#### [Work order]
Repeat the data exactly as given below, dropping every picture.
**** Task data ****
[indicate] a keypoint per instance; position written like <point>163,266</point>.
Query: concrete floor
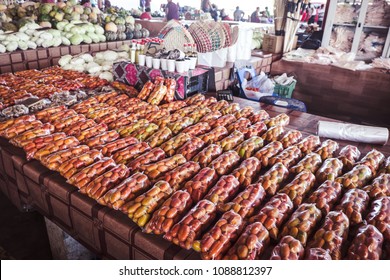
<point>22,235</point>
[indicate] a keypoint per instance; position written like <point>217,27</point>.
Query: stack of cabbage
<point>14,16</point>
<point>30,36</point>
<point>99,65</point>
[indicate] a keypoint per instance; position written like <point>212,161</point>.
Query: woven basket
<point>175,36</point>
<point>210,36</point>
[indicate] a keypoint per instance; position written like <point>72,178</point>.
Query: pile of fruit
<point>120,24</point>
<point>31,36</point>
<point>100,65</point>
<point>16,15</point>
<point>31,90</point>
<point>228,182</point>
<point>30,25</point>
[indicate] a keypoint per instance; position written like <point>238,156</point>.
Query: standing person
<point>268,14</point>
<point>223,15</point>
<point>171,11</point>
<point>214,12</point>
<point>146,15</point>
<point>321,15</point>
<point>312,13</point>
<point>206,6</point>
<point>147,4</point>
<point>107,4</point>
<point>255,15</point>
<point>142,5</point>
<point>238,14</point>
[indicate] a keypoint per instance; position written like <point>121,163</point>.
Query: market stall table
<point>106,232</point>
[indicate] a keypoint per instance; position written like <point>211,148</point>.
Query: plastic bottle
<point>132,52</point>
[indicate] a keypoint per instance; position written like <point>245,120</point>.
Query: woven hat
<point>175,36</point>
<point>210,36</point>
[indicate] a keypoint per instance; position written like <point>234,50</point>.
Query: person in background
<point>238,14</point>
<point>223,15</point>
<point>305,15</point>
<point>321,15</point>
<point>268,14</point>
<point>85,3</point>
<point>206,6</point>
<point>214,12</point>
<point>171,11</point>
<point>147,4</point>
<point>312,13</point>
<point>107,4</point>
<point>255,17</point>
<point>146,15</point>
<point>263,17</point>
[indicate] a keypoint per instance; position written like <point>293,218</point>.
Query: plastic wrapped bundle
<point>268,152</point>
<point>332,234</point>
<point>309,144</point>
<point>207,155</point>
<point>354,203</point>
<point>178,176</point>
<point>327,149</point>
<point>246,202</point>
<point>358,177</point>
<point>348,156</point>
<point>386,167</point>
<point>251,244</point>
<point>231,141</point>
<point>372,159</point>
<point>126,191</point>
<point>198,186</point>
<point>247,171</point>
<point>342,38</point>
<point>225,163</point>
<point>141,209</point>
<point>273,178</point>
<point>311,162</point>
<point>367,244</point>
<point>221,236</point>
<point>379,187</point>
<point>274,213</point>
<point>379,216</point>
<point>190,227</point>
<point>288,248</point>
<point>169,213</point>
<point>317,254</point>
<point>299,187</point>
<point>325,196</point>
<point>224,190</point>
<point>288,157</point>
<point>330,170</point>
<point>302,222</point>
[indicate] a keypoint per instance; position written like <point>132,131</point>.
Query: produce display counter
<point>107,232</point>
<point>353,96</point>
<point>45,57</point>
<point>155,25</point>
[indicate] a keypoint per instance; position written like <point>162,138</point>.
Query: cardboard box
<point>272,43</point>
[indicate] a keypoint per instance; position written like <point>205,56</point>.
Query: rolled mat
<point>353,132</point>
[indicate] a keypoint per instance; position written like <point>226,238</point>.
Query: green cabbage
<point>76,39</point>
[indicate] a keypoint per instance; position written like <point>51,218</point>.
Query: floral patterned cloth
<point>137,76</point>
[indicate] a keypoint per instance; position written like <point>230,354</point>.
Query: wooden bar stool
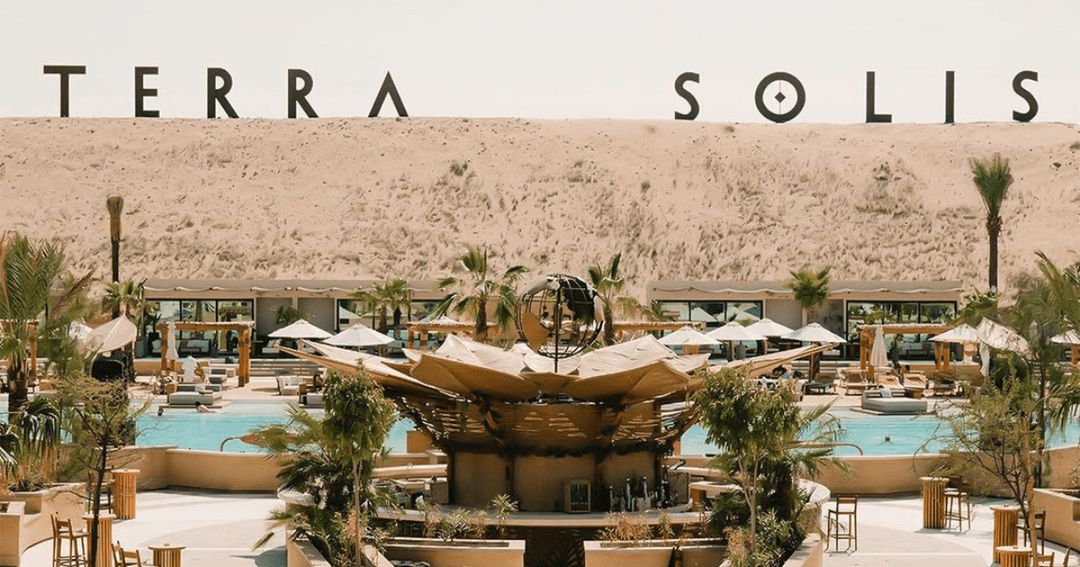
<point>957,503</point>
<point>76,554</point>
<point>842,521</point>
****
#### [Task response]
[indicate] a keypoint per instance; position written like <point>163,266</point>.
Query: concrete floor
<point>22,235</point>
[indicate] a keypoint per instance; position written like <point>217,27</point>.
Query: stack of cabbage
<point>14,16</point>
<point>30,36</point>
<point>99,65</point>
[indicate] a keypoint per instance; position written like <point>212,161</point>.
Query: woven basket
<point>175,36</point>
<point>210,36</point>
[indicate] a keypoint per instance; position written like <point>72,178</point>.
Query: pile of fruit
<point>120,24</point>
<point>31,36</point>
<point>100,65</point>
<point>16,15</point>
<point>31,90</point>
<point>228,182</point>
<point>30,25</point>
[indicate] a keypoint per instance; position written like <point>238,156</point>.
Query: standing person
<point>268,14</point>
<point>223,15</point>
<point>171,11</point>
<point>214,12</point>
<point>146,15</point>
<point>321,15</point>
<point>312,13</point>
<point>206,6</point>
<point>147,4</point>
<point>107,4</point>
<point>255,15</point>
<point>142,5</point>
<point>238,14</point>
[indicate] a keypoint per instance; position written like <point>121,163</point>.
Query: market stall table
<point>106,232</point>
[indicate] a keypoint per instance; position written like <point>211,148</point>.
Query: plastic bottle
<point>132,52</point>
[indicate] a keypoint per instance; position written like <point>245,120</point>.
Query: woven hat
<point>175,36</point>
<point>210,36</point>
[indicate] a keypoint per instance; position written like <point>234,50</point>.
Query: person in background
<point>238,14</point>
<point>223,15</point>
<point>305,15</point>
<point>321,15</point>
<point>268,14</point>
<point>85,3</point>
<point>206,6</point>
<point>214,12</point>
<point>171,11</point>
<point>147,4</point>
<point>312,13</point>
<point>107,4</point>
<point>255,17</point>
<point>146,15</point>
<point>263,17</point>
[indicate] a keypoint per instance; position written like <point>293,218</point>.
Query: plastic wrapped bundle
<point>268,152</point>
<point>332,234</point>
<point>309,144</point>
<point>207,155</point>
<point>354,203</point>
<point>178,176</point>
<point>327,149</point>
<point>246,202</point>
<point>358,177</point>
<point>348,156</point>
<point>386,167</point>
<point>251,244</point>
<point>231,141</point>
<point>372,159</point>
<point>126,191</point>
<point>198,186</point>
<point>247,171</point>
<point>342,38</point>
<point>225,163</point>
<point>141,209</point>
<point>273,178</point>
<point>311,162</point>
<point>367,244</point>
<point>221,236</point>
<point>379,187</point>
<point>274,213</point>
<point>379,216</point>
<point>190,227</point>
<point>288,248</point>
<point>169,213</point>
<point>317,254</point>
<point>299,187</point>
<point>325,196</point>
<point>224,190</point>
<point>288,157</point>
<point>330,170</point>
<point>302,222</point>
[indicate] a keypoint per instance; position written like <point>132,131</point>.
Query: produce display counter
<point>107,232</point>
<point>353,96</point>
<point>45,57</point>
<point>155,25</point>
[indicate] a keypoint per instance; position written like <point>162,138</point>.
Query: cardboard box
<point>272,43</point>
[indicate] a keypoint per instance; position written like <point>205,56</point>.
Query: rolled mat
<point>353,132</point>
[indicate] a keypoint per instance; position written like <point>226,238</point>.
Query: green cabbage
<point>76,39</point>
[indicate] a keypoint per instance; position written like <point>51,218</point>.
Query: floral patterned cloth
<point>137,76</point>
[indicate] a keypoint per instance; position written like <point>230,354</point>.
Query: wooden bar stool
<point>957,503</point>
<point>76,554</point>
<point>842,521</point>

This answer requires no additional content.